**Task directions**
Where does the word "plant" occur in the entries below? Copy every line that has it.

··· Record set ···

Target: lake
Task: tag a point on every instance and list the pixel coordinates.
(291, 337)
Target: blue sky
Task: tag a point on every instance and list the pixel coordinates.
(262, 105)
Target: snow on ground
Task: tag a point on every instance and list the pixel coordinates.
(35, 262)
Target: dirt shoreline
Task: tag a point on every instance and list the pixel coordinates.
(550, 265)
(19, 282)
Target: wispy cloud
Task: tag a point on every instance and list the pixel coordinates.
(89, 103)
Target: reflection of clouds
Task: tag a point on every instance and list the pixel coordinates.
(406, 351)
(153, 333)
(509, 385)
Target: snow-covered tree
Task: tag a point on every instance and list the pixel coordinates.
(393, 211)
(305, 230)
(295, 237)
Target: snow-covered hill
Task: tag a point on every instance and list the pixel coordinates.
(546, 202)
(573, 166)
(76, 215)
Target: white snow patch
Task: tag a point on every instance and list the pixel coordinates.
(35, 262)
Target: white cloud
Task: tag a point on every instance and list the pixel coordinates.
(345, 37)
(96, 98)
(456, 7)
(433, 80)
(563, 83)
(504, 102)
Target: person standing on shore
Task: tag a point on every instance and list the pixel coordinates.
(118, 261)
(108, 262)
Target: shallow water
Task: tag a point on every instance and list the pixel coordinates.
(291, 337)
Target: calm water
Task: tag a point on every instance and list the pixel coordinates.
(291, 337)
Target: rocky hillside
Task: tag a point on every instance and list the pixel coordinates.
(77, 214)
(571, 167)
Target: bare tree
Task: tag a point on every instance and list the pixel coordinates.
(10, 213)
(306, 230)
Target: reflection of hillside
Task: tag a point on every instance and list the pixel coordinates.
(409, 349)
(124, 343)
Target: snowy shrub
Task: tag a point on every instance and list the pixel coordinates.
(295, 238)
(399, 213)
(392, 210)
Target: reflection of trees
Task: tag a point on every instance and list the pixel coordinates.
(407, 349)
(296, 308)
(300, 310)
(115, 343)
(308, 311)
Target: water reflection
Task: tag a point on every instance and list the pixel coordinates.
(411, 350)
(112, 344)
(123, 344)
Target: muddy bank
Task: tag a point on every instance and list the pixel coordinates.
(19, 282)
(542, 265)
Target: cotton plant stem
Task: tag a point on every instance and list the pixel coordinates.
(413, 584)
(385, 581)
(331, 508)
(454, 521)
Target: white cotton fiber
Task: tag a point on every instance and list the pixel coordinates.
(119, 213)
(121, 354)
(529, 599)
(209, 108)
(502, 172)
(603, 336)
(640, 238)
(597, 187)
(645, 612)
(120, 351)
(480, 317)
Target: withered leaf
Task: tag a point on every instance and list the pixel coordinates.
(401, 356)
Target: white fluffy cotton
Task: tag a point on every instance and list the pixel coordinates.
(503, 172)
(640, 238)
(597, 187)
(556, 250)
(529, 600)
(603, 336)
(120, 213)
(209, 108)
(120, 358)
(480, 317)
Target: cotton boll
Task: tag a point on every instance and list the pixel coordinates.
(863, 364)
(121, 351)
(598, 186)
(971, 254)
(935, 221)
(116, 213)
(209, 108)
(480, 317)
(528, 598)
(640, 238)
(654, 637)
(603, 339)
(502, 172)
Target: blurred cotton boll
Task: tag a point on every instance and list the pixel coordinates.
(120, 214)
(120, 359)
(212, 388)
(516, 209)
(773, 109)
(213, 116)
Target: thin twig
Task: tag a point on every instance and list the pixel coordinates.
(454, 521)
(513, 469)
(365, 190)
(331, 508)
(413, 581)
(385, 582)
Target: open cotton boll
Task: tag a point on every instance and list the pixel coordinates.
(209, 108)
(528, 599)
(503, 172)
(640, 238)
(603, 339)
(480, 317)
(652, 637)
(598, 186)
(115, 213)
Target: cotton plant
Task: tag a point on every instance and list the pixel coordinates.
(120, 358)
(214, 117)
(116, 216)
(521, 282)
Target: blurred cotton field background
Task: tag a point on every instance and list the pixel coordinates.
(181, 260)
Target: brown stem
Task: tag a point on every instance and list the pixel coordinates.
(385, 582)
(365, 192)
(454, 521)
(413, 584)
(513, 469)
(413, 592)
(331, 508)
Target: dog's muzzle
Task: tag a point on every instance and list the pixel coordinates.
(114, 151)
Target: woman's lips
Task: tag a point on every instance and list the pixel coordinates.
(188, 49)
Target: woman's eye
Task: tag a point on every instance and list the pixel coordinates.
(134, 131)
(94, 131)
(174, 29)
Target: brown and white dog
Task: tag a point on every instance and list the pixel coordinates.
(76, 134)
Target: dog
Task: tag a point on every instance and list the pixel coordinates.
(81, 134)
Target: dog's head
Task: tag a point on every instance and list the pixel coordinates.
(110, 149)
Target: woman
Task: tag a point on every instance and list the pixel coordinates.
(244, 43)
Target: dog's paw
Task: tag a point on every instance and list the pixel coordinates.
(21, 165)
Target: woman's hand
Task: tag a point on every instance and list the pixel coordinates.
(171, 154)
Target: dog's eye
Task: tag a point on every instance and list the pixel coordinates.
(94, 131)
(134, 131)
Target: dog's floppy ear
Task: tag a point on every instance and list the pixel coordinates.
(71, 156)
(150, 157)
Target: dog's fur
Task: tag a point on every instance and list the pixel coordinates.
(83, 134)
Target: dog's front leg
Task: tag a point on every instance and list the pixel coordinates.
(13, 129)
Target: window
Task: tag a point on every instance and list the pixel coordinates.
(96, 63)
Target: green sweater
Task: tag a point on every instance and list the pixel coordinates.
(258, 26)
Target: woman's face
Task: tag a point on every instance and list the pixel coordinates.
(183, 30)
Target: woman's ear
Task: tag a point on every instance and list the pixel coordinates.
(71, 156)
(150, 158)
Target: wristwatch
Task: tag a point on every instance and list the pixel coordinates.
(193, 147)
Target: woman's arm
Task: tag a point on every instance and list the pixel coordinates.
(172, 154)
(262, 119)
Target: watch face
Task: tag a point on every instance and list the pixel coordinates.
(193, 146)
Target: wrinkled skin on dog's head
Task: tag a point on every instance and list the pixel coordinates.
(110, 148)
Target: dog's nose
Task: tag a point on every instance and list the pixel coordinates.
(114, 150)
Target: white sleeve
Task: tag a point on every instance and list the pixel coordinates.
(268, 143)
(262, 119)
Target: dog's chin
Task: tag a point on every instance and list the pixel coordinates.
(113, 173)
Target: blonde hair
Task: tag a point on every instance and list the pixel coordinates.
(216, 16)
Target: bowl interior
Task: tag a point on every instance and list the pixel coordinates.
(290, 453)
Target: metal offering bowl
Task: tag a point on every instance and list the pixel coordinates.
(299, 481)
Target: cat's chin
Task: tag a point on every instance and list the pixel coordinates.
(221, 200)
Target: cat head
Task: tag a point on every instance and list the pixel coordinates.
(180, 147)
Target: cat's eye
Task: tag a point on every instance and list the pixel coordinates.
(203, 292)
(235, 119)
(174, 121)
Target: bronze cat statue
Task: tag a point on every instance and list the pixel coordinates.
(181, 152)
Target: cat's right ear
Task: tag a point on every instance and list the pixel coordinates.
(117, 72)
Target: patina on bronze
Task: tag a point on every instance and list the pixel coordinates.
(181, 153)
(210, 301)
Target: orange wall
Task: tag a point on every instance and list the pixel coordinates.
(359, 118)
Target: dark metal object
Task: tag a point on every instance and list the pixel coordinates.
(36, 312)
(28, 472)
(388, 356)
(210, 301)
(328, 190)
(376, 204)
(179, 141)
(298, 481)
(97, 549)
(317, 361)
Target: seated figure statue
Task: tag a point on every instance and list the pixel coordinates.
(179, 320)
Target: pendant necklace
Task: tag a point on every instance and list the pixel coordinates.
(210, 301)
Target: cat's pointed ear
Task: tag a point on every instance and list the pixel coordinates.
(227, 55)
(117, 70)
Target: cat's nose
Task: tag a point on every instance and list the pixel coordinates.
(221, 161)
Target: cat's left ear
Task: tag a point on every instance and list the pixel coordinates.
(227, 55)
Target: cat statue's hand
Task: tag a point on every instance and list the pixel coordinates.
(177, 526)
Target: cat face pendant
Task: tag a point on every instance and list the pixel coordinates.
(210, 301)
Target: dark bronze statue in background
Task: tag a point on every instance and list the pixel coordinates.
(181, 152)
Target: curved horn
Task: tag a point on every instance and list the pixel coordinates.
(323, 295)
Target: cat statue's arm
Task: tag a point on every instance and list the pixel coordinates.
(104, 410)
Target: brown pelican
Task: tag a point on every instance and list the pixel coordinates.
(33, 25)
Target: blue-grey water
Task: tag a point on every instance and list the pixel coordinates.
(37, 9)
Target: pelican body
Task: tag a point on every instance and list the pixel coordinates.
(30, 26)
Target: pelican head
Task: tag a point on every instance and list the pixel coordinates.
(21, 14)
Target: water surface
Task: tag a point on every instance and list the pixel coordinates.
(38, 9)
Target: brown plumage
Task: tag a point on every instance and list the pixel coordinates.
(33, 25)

···

**Exercise answer**
Target: cotton plant stem
Target: cotton plant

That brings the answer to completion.